> Excerpted passage
_____
The Federal Government is set to amend the Act that established the National Endowment for the Arts, according to the Minister of Information and Culture, Alhaji Lai Mohammed.
The amendment is aimed at enabling the Act play a pivotal role in responding to the demands of the sector, which has been negatively impacted by the COVID-19 pandemic.
According to a statement signed by Special Assistant to the President on Media, Office of the Minister of Information and Culture, Segun Adeyemi, Alhaji Mohammed made this known in Abuja on Wednesday, in his opening remarks at the Virtual Forum of the African Union, AU, Ministers responsible for Arts, Culture and Heritage.
The minister said, ”We have decided to amend the Act establishing the National Endowment for the Arts so it can better meet the demands of the sector, which has been greatly impacted by the pandemic.
”The main objectives of the Endowment is to support every medium and area of creative activity in the art, culture and heritage sector as well as to foster professional excellence in the sector.”
The minister, who doubles as the 2nd Vice Chairperson of the AU’s 3rd Specialized Technical Committee on Youth Culture and Sport, noted that the creative industry remains the worst hit by the COVID-19 pandemic, because it is audience-centred and, with the social distancing, ban on mass gathering and travel restrictions put in place globally, the fortunes of the industry has taken a nose dive.
Alhaji Mohammed added, “This is why we have decided to face the challenges squarely. Realizing the imperative of having a collective and government-supported approach in dealing with the situation, we have set up a 22-member stakeholders committee, cutting across art, culture, heritage, tourism, streaming, music, film, etc., to come up with immediate, short and long term economic stimulus and initiatives for the industry, in order to mitigate the effect of the pandemic on the sector.”
He disclosed that the Central Bank of Nigeria, CBN, has also set aside N50 billion for small holder businesses and the creative industry to support the industry in the post COVID-19 era, adding, “I have no doubt that the measures we are putting in place will yield positive results in sustaining the creative industry in Nigeria in the days to come. I also look forward to sharing in the experiences from other member-nations of the African Union in tackling the challenges occasioned by the pandemic.”
The virtual meeting, chaired by Alhaji Mohammed, had in attendance about 20 Ministers of Arts, Culture and Heritage in Africa, who made presentations.
_____
> Records supplied
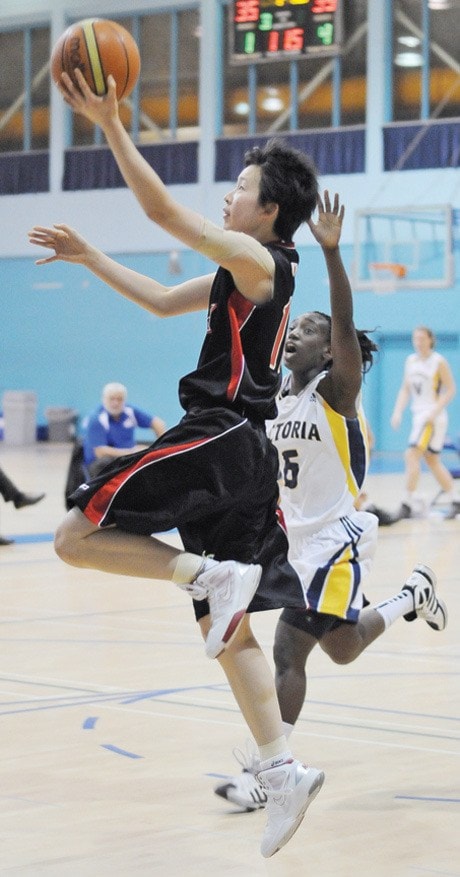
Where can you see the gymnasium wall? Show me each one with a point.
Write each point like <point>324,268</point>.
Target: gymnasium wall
<point>66,334</point>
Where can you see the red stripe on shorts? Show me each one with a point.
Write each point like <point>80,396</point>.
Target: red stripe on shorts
<point>98,505</point>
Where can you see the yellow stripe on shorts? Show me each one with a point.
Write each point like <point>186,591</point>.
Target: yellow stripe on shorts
<point>338,588</point>
<point>93,55</point>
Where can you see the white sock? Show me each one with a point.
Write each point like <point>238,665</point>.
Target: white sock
<point>274,753</point>
<point>188,566</point>
<point>395,607</point>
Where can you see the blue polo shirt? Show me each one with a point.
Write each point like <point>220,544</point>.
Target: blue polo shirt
<point>103,429</point>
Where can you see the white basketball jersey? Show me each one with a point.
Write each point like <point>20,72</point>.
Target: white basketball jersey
<point>323,459</point>
<point>424,379</point>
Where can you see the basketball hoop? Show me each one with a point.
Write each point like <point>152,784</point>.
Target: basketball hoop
<point>386,275</point>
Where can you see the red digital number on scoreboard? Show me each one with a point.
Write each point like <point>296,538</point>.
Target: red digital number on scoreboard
<point>246,10</point>
<point>321,6</point>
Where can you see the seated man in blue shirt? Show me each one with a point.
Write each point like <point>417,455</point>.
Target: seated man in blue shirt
<point>110,431</point>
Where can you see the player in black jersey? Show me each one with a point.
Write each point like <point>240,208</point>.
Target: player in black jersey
<point>214,475</point>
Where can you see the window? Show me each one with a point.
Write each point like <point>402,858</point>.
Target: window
<point>24,89</point>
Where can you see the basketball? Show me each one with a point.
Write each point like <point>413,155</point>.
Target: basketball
<point>98,47</point>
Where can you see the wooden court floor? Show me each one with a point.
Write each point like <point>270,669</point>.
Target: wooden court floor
<point>115,727</point>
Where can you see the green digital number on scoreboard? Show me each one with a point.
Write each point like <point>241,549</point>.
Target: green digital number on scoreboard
<point>267,30</point>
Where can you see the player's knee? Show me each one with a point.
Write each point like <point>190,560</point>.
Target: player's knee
<point>66,547</point>
<point>344,653</point>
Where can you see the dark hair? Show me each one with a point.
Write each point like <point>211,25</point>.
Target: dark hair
<point>368,347</point>
<point>288,179</point>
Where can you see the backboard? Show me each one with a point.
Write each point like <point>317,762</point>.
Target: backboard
<point>403,248</point>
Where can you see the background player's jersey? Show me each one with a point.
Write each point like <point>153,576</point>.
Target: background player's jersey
<point>240,360</point>
<point>424,380</point>
<point>323,459</point>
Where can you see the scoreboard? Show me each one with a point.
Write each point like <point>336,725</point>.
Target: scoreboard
<point>267,30</point>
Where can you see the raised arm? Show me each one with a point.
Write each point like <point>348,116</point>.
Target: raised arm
<point>343,382</point>
<point>164,301</point>
<point>249,262</point>
<point>448,387</point>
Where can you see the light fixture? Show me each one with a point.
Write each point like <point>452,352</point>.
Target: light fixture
<point>408,59</point>
<point>241,108</point>
<point>409,41</point>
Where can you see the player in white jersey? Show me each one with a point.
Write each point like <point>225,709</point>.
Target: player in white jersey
<point>429,385</point>
<point>320,435</point>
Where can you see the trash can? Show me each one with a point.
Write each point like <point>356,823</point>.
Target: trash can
<point>19,417</point>
<point>62,424</point>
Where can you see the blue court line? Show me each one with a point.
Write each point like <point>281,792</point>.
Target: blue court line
<point>425,798</point>
<point>32,538</point>
<point>119,751</point>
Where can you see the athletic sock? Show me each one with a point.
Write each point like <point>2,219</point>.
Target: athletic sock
<point>288,729</point>
<point>187,566</point>
<point>395,607</point>
<point>274,753</point>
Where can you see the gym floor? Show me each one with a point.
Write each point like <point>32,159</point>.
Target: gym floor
<point>116,727</point>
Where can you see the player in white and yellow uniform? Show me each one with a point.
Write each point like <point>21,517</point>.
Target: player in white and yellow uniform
<point>323,462</point>
<point>429,385</point>
<point>320,435</point>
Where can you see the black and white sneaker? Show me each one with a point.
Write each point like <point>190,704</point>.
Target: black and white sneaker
<point>244,789</point>
<point>422,584</point>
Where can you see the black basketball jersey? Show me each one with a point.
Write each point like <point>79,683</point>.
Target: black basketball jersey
<point>240,360</point>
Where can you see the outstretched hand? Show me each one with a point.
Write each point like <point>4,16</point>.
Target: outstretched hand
<point>68,245</point>
<point>328,228</point>
<point>99,110</point>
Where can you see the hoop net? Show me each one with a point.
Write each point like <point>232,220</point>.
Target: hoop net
<point>385,276</point>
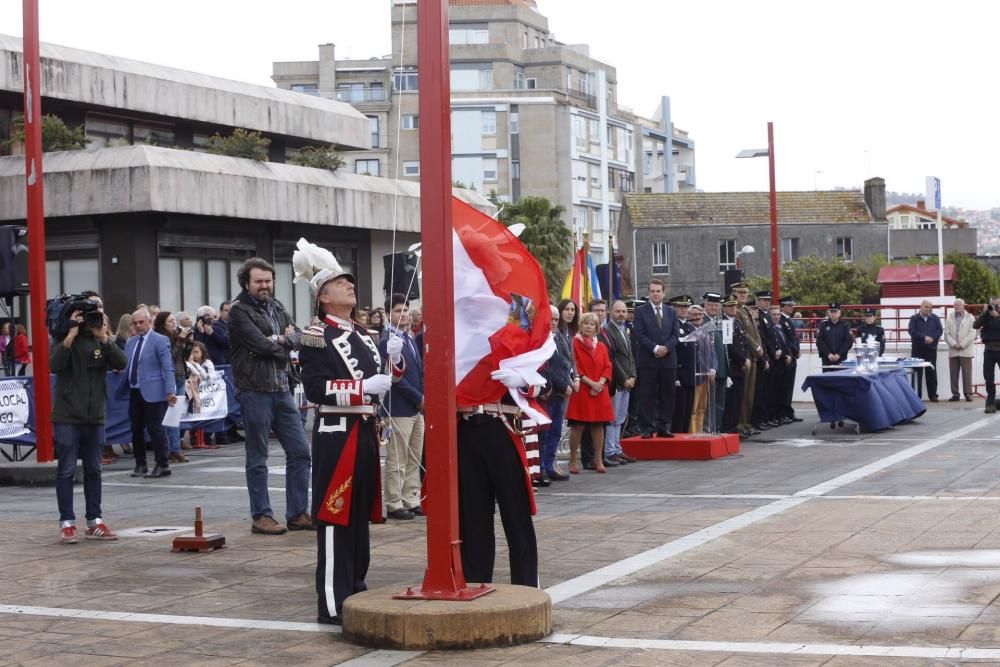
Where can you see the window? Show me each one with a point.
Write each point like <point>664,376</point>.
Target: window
<point>789,250</point>
<point>366,167</point>
<point>404,79</point>
<point>489,122</point>
<point>845,248</point>
<point>727,254</point>
<point>470,33</point>
<point>490,170</point>
<point>661,258</point>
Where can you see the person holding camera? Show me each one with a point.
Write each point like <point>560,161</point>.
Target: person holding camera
<point>988,324</point>
<point>80,361</point>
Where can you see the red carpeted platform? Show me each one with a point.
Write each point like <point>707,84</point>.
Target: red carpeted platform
<point>683,446</point>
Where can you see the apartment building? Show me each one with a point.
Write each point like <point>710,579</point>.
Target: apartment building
<point>529,114</point>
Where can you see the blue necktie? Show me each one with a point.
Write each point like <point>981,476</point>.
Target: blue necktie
<point>133,373</point>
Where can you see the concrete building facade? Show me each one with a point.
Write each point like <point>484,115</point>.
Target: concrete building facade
<point>144,215</point>
<point>529,114</point>
<point>689,240</point>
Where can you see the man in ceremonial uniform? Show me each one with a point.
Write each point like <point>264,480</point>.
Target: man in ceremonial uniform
<point>748,321</point>
<point>739,365</point>
<point>686,366</point>
<point>760,415</point>
<point>871,330</point>
<point>343,374</point>
<point>833,338</point>
<point>794,350</point>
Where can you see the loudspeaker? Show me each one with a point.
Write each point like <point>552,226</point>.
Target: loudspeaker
<point>400,271</point>
<point>13,261</point>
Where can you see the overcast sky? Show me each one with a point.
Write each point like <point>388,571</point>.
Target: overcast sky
<point>856,88</point>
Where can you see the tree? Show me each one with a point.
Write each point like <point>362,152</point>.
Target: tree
<point>56,135</point>
<point>318,157</point>
<point>241,143</point>
<point>545,236</point>
<point>814,281</point>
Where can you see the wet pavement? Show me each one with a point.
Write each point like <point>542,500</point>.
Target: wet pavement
<point>802,550</point>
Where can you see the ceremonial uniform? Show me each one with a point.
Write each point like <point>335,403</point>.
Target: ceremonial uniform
<point>833,338</point>
<point>337,356</point>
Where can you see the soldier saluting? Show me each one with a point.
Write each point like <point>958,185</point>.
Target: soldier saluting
<point>344,375</point>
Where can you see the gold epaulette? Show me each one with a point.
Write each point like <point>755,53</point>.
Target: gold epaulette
<point>312,336</point>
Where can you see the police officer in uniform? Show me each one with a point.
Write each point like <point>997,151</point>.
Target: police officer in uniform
<point>787,304</point>
<point>871,330</point>
<point>833,338</point>
<point>767,367</point>
<point>739,366</point>
<point>344,375</point>
<point>686,362</point>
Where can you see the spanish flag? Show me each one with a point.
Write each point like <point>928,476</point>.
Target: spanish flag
<point>581,284</point>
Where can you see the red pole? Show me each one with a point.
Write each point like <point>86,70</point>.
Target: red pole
<point>443,578</point>
<point>774,214</point>
<point>36,230</point>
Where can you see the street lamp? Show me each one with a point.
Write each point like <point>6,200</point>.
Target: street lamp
<point>769,152</point>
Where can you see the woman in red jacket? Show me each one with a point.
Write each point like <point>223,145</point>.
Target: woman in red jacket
<point>21,354</point>
<point>591,406</point>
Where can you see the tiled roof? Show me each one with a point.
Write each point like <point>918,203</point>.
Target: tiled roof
<point>746,208</point>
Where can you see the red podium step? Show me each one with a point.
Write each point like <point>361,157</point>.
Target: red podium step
<point>683,447</point>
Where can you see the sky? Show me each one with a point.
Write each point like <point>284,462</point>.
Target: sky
<point>855,88</point>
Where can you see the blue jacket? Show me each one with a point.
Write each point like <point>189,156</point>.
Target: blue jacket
<point>406,394</point>
<point>155,367</point>
<point>919,328</point>
<point>648,335</point>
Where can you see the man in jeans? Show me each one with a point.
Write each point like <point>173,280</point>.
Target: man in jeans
<point>80,362</point>
<point>261,336</point>
<point>989,326</point>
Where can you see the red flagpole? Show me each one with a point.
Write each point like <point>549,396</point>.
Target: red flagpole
<point>443,579</point>
<point>36,230</point>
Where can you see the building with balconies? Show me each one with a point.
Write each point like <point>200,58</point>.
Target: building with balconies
<point>530,116</point>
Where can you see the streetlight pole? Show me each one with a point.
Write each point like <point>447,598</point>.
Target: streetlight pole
<point>774,213</point>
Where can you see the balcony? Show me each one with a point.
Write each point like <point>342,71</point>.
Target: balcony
<point>361,95</point>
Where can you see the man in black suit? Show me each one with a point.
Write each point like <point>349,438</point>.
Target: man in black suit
<point>655,329</point>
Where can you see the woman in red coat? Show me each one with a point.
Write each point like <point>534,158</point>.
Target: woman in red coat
<point>21,354</point>
<point>591,406</point>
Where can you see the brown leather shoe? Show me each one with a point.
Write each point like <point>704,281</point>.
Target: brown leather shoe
<point>301,522</point>
<point>266,525</point>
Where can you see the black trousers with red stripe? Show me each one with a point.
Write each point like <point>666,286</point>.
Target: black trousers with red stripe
<point>490,473</point>
<point>343,552</point>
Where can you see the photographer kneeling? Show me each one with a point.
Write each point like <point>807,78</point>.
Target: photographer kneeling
<point>80,359</point>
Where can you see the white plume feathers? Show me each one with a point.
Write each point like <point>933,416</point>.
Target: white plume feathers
<point>314,265</point>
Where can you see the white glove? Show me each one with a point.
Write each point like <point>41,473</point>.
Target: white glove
<point>377,384</point>
<point>394,347</point>
<point>510,378</point>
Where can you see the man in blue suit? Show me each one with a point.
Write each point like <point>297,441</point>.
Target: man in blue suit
<point>404,405</point>
<point>150,378</point>
<point>655,329</point>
_____
> Tasks to carry out
[a] According to the report on amending the National Endowment for the Arts Act, how much has the Central Bank of Nigeria set aside for small holder businesses and the creative industry?
[b] Reproduce the report on amending the National Endowment for the Arts Act from "The Federal Government" up to and including "the COVID-19 pandemic.".

> Solutions to the exercise
[a] N50 billion.

[b]
The Federal Government is set to amend the Act that established the National Endowment for the Arts, according to the Minister of Information and Culture, Alhaji Lai Mohammed.
The amendment is aimed at enabling the Act play a pivotal role in responding to the demands of the sector, which has been negatively impacted by the COVID-19 pandemic.